Work instruction:
What you return must match the records word for word, except that images are dropped.

START Provided data

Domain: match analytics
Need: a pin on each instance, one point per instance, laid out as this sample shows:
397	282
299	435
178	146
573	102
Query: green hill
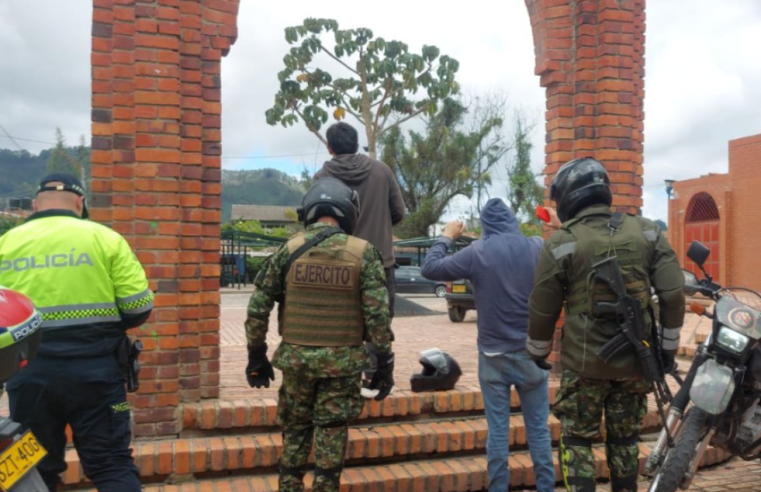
260	187
22	170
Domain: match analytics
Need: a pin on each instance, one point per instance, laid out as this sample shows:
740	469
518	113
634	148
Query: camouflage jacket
318	362
566	260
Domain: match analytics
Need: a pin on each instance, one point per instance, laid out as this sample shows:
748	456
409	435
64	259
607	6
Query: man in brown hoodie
380	199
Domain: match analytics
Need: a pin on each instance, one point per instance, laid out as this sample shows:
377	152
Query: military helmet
330	197
440	371
20	332
578	184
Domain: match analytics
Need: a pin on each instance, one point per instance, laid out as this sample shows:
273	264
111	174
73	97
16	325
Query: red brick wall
739	201
156	128
590	59
718	187
745	234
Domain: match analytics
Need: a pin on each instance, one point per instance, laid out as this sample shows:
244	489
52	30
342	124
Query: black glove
259	371
667	359
383	379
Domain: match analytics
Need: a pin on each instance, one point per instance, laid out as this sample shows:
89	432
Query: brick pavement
413	334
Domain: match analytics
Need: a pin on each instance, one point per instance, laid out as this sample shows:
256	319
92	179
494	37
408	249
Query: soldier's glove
669	364
383	379
259	371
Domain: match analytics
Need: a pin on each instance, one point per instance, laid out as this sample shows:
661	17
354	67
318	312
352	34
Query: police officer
335	298
90	289
589	386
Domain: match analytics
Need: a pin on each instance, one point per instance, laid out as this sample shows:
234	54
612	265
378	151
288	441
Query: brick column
156	179
590	59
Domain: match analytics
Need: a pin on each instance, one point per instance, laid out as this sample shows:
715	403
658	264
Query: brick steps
206	456
259	413
458	474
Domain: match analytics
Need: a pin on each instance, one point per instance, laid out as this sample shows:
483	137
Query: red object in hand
542	214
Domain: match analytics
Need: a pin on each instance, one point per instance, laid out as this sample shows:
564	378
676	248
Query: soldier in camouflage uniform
564	278
335	298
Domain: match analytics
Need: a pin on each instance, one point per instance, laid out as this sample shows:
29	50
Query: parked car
459	299
409	280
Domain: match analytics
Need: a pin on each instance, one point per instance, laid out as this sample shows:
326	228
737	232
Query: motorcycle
723	384
20	335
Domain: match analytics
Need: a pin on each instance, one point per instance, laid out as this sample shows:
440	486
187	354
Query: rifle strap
615	222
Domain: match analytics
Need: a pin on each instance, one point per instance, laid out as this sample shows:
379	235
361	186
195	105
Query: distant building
270	216
723	211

END Provided data

Your response:
Domain: match analytics
Need: a pin on each instance, one point per instance, laid out as this sample shows:
397	282
299	435
178	146
573	102
Query: green hill
260	187
22	170
Domain: match analytics
Need: a pin on each instance, one point per instance, laid out as this sample shows:
740	469
518	113
634	148
Query: camouflage jacket
318	362
566	260
Domain: match analytics
Need: a pin on each instance, one point per instance, laid out as this sample shows:
748	456
409	435
64	259
607	6
Query: man in brown hoodie
380	199
Domain: match analytics
Need: a pin on each instance, one point per instance, laid out as this sample shows:
377	152
Query: military helmet
330	197
440	371
20	332
578	184
Domain: match analytics
Need: a pin on each instance, one point per instance, laid out as this sample shows:
273	264
111	174
73	97
16	325
Query: red brick wall
739	201
156	128
590	59
718	187
745	234
Domain: match analytics
Need: a pin on each instance, one point per instance, laid out as this sample shows:
244	489
52	30
342	124
Query: black glove
259	371
667	359
383	379
Domain: match analytics
Need: a pin on each instance, one point per instance, laid out as this sample shows:
89	432
Query: brick pavement
413	334
Domain: match analytics
Need: a pin on each instance, one point per instance, laid out as this sample shows:
256	319
92	179
494	37
408	249
Query: soldier's glove
669	364
383	379
259	371
Domain: match analytics
Need: a pin on each instance, one point per instance, laid out as this sample shows:
661	17
354	67
318	312
352	34
Query: police officer
335	298
90	289
589	386
Domain: match analytics
Need: a pin on each instance, one point per instance, laid out as this sample shows:
234	54
612	265
378	151
288	441
Query: brick column
156	179
590	59
Domain: match analytics
Need: a pin on each instance, one point per instance, laid out as this sample shows:
715	403
658	264
Query: brick steps
206	456
259	413
458	474
Domain: match analytics
Need: a pin on each instance, one point per instance, laid out as this sample shows:
483	137
Query: red object in hand
542	214
Domain: match analytics
Need: a pin on each instance, one point per instance, laid out as this sample shows:
564	378
676	248
Query: soldier in camouflage uniform
564	278
335	298
Domain: match analytics
Need: a pin on each instance, one point per instance, laid out as this sample shows:
29	50
Query: parked car
459	299
409	280
Domain: match analytics
Need: a pin on each instance, one point per instance, laid out as this sample shows:
326	228
737	232
Query: motorcycle
723	384
20	335
Domain: match analytics
Need: a pin on each instance, one point per instance, laid out as this sample shows:
440	486
187	354
Query: rifle strap
615	222
Domain: match analytics
Need: a pin on each instance, one point per instance, laid out as this sample shows:
379	235
361	186
195	105
Query: distant building
270	216
723	211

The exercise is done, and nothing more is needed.